§ **Prompt**
Can you find every line in the rows below that contains the string "wall" and copy each one?

::::::::

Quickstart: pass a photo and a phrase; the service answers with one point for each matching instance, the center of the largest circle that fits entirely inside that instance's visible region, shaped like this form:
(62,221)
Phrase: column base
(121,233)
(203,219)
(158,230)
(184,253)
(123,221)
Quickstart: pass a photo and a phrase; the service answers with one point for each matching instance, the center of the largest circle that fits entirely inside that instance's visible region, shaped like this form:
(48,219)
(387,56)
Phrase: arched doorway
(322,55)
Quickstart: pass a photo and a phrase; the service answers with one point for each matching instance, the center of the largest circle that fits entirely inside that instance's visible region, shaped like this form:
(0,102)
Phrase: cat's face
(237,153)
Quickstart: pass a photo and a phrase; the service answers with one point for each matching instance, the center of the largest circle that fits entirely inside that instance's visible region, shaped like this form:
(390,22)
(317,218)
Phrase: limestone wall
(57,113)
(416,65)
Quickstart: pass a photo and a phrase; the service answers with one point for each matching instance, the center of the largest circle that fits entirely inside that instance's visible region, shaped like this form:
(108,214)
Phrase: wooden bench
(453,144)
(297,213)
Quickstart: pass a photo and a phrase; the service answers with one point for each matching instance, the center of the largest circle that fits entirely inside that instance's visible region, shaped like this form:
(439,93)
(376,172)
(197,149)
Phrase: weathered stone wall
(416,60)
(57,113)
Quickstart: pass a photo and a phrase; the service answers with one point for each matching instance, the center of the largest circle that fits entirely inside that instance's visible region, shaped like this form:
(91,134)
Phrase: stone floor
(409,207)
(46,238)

::::::::

§ **Full output**
Phrase: limestone wall
Phrase: weathered stone wall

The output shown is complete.